▸ **ASSIGNED TASK**
Each line below needs to be printed again exactly.

------------------------------

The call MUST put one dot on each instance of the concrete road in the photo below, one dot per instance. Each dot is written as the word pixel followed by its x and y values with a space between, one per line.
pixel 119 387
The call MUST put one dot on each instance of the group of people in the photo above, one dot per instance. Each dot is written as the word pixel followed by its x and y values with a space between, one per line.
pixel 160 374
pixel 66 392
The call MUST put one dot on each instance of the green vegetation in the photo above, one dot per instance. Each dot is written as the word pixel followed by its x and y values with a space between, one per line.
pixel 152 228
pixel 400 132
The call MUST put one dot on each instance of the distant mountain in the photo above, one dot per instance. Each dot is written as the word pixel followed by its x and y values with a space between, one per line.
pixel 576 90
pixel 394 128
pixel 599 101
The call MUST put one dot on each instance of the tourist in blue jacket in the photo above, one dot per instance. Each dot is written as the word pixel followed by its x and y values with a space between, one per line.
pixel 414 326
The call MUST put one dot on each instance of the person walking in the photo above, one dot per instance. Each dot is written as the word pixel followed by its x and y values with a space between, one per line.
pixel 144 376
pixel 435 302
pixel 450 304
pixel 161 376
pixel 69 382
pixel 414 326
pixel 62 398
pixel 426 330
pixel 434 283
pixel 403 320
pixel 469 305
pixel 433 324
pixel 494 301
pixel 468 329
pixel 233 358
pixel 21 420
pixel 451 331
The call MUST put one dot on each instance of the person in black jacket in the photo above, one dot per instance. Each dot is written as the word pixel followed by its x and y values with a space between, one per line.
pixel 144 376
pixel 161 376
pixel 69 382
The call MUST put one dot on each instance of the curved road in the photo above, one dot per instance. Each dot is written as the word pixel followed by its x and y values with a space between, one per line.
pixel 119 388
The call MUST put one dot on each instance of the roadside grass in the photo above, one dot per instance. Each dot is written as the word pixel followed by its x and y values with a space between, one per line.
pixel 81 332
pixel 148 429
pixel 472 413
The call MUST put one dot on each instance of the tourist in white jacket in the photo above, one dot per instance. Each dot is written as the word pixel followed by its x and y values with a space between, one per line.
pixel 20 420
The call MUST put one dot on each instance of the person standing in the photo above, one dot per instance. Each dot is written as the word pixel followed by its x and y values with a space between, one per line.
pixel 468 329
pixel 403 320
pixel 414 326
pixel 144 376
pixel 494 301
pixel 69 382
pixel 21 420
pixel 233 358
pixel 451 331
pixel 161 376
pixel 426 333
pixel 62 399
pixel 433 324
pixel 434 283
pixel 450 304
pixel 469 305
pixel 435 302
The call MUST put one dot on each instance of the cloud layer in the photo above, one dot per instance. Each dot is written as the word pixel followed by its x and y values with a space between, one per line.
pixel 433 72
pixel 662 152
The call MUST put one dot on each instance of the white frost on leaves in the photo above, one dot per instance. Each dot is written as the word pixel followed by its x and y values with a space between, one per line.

------------------------------

▸ **YOUR SOLUTION**
The call MUST put one dot on each instance of the concrete road in the photo below, one dot per instance. Each dot is written as the word pixel followed by its x and y values with a space between, one per line.
pixel 119 387
The call MUST put one dot on each instance of the group of people in the photo above, one dot per instance. Each dot is written as the word pixel followed by its x and y values with a space between, one per line.
pixel 160 374
pixel 66 392
The call MUST put one dot on each instance of the green vegetation in the photo above, one dot per instance. Each dot is written as the word pixel followed by its x and y values with a space between, one per line.
pixel 152 228
pixel 400 132
The call MUST put one dot on each instance of the distant mountain in the photo above, one dot per instance. Each dot is written as the word pixel followed by its x and y values with a space between, one per line.
pixel 576 90
pixel 394 128
pixel 599 101
The call MUST put one dot on each instance of the tourist in blue jacket in the photo above, one dot per instance. Each dot is written as the word pixel followed by its x and y values with a space between, one per line.
pixel 414 326
The call MUST put one dot on each instance of the person walking in the photo above, one dot per instance. Each dot is written as the word pixel followed by its x and y values with a space between, one per line.
pixel 144 376
pixel 435 302
pixel 450 304
pixel 161 376
pixel 69 382
pixel 414 326
pixel 62 398
pixel 426 330
pixel 434 283
pixel 403 320
pixel 469 305
pixel 433 324
pixel 494 301
pixel 468 329
pixel 233 358
pixel 21 420
pixel 451 331
The call MUST put one dot on each instance of the person in black jacket in the photo above, one dot per instance. Each dot is written as the word pixel followed by its x and y values with a space between, one per line.
pixel 144 376
pixel 161 376
pixel 69 382
The call MUST put one dot on each instance of the curved road in the photo above, one dot per instance. Each dot is written as the word pixel followed by its x and y values with a space between, one per line.
pixel 119 388
The call MUST put one dot on each instance of the roadside grass in the photo above, one dot per instance. Each dot is written as the word pixel followed by its x and y values with a space between, one per line.
pixel 81 332
pixel 148 429
pixel 472 413
The call MUST put one dot on each instance of the tourist in white jacket in the photo above, one dot per instance. Each dot is written as the word pixel followed by its x and y values with a space between, one per line.
pixel 20 420
The call MUST put one dot on each instance of the person standing in the photo above, one dot per instance. Each dot is written as the word pixel followed by its x and y values with a space between, one per line.
pixel 468 329
pixel 403 320
pixel 414 326
pixel 144 376
pixel 494 301
pixel 69 382
pixel 21 420
pixel 233 358
pixel 451 331
pixel 161 376
pixel 426 333
pixel 62 399
pixel 433 324
pixel 434 283
pixel 450 304
pixel 469 305
pixel 435 302
The call MUST put one dot on each instance of the cloud layer in the photo above, one dot per instance. Each dot is written as the word pixel followed by its x and y values with a space between, one per line.
pixel 433 72
pixel 662 152
The call MUST put one dot on each instance of the white frost on leaves in the photo above, one dot per instance. Each dot is written as the word pixel followed by its x and y values with a space between, one per line.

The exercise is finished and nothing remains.